_Directives:_
1. In the blog post on Chick-fil-A, what reason does the quoted Stanton passage give for expecting the issue to become even more contentious?
2. Reproduce the text of the Chick-fil-A blog post between "This is why" and "of FOTF's website.", inclusive.

_Page excerpt:_
« Go back a post || Return to G-A-Y homepage || Haul tail to next post »
07/20/2012
Chick-fil-A's new booster: Man who says gays are 'particularly evil lie of Satan'
First it was Bryan Fischer, who used words like "sulfurous fires of hell" (and even worse) to defend the fast food franchise. Now we get Glenn Stanton, the Focus on the Family senior official who is known for saying this….
"…homosexuality does more than fail. It's a particularly evil lie of Satan because he knows that it overthrows the very image of the Trinitarian God in creation, revealed in the union of male and female.
This is why this issue has become such a flashpoint. It will become even more contentious because nothing else challenges this image of the Triune God so profoundly and thoroughly as homosexuality. It's not what we were made for."
-Focus on the Family's Glenn Stanton, quips from the "marriage and relationship" section of FOTF's website.
…stepping in to support the company:
After watching the uproar, Focus on the Family's Glenn T. Stanton, who often debates the issue of gay marriage and takes the traditional side, told Baptist Press, "I'm gonna have to stop by there for spicy chicken sandwiches and a milkshake more often."
"We hear almost monthly of new major companies announcing their support for the gay community, regardless of what most of their customers want," Stanton said. "And here we have the CEO of a clearly on-the-record traditional values company simply saying he supports the traditional family and how tampering with it is contrary to God's will. And the split-second reaction from these activists is to slander him and his company in the press and blogosphere. It just takes one company taking an alternative position to make the gay activists and liberal press hit the ceiling. But that's where we are today."
Stanton said the message by some opponents of Chick-fil-A apparently is, "Speak up for the natural, traditional family and we will come after you."
"If you don't believe this," Stanton said, "just watch how Chick-fil-A will be treated in the coming months. They [Chick-fil-A's critics] are the new close-minded fundamentalists."
Chick-fil-A, in nat'l media storm, swims against cultural tide [BP News]
Here's the thing: I get defiance. I do defiance. I'm a scrappy little booger who will stare down most any fight, even when practicality might tell me reconsider. Which is to say, I totally get why people like Fischer and Stanton want to go to the press and send a tough guy message in support of their treasured pickled-bun purveyor.

_Rows:_
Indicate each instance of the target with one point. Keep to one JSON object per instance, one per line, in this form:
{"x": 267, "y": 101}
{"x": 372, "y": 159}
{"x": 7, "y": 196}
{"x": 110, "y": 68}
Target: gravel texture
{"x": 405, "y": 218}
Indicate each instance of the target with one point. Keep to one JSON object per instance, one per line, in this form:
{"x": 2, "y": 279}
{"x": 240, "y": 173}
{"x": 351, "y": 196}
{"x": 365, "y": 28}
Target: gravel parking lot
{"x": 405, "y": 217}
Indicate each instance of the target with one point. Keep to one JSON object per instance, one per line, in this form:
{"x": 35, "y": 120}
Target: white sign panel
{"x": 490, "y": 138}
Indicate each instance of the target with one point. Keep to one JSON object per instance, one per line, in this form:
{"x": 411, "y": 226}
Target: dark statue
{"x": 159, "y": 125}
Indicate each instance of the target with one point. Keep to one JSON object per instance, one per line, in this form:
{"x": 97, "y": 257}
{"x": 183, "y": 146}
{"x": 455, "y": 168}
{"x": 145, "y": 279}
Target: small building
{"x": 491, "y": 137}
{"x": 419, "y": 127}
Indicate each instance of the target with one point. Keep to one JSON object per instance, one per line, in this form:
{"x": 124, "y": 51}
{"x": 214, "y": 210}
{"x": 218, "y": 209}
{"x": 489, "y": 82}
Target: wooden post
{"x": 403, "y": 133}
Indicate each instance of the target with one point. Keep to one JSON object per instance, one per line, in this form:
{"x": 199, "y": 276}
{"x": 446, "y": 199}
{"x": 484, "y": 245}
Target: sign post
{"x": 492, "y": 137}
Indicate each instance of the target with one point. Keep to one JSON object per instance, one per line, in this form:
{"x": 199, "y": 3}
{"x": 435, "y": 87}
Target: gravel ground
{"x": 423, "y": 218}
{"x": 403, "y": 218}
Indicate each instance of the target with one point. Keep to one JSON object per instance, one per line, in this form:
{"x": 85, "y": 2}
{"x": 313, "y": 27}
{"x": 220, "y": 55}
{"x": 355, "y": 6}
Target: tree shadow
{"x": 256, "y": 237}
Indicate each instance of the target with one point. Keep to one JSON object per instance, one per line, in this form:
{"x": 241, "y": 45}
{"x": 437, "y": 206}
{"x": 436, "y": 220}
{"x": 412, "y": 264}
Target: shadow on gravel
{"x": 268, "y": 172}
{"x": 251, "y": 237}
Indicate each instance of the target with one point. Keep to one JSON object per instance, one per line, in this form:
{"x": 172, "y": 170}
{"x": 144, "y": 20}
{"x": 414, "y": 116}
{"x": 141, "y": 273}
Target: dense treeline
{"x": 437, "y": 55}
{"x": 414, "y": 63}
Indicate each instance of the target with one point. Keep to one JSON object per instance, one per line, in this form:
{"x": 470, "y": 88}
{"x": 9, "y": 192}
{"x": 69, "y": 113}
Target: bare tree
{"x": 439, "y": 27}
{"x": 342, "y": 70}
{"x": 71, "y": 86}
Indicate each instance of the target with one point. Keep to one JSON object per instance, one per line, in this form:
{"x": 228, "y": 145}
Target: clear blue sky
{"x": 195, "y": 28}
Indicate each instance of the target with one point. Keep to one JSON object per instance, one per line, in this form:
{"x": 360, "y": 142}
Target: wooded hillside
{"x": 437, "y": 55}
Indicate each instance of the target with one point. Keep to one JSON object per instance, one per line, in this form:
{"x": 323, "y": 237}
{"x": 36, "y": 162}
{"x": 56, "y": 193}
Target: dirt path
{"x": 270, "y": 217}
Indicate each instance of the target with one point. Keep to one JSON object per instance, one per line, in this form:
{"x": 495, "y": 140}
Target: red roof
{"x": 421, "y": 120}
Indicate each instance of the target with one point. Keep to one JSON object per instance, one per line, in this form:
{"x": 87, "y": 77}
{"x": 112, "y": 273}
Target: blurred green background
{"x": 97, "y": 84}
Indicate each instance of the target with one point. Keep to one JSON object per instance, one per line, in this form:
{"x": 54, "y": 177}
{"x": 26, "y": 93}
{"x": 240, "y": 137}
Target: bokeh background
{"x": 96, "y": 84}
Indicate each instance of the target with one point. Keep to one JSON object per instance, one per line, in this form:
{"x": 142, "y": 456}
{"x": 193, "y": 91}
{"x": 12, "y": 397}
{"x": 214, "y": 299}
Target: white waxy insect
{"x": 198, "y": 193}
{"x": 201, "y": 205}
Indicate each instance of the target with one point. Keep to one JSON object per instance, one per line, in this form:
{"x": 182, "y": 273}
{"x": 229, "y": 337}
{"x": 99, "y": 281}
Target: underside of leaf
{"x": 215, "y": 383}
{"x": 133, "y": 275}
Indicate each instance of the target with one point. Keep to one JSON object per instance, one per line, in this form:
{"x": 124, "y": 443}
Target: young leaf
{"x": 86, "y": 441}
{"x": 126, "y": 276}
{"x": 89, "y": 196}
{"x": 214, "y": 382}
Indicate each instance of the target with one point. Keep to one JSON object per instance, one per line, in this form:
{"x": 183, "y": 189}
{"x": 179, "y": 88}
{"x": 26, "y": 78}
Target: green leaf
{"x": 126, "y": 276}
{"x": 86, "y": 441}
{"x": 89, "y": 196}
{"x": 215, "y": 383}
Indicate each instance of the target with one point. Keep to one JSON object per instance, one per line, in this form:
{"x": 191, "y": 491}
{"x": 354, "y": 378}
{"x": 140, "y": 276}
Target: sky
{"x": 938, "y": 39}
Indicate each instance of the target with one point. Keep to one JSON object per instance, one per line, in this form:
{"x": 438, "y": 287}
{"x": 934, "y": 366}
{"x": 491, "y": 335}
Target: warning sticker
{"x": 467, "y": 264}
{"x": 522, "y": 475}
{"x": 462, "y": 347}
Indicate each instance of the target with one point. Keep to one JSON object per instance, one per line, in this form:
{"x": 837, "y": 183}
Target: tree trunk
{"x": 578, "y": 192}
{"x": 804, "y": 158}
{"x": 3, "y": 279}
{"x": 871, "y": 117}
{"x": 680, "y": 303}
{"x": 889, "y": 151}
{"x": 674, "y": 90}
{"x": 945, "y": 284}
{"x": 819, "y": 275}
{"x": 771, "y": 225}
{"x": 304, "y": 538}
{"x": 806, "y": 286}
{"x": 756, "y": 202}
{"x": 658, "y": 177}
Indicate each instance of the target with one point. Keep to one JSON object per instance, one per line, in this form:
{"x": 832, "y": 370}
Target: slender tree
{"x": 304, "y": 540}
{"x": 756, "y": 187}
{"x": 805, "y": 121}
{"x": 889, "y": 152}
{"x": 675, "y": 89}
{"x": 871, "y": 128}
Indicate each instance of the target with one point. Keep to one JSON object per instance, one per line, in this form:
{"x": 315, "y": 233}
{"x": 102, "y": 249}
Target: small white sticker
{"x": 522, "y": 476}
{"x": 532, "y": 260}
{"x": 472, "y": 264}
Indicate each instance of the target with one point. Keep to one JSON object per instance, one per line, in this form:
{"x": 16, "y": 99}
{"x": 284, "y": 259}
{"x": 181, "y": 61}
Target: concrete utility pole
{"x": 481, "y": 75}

_Written responses:_
1. The passage says it will become more contentious because, in Stanton's view, nothing else challenges the image of the Triune God as profoundly and thoroughly as homosexuality.

2.
This is why this issue has become such a flashpoint. It will become even more contentious because nothing else challenges this image of the Triune God so profoundly and thoroughly as homosexuality. It's not what we were made for."
-Focus on the Family's Glenn Stanton, quips from the "marriage and relationship" section of FOTF's website.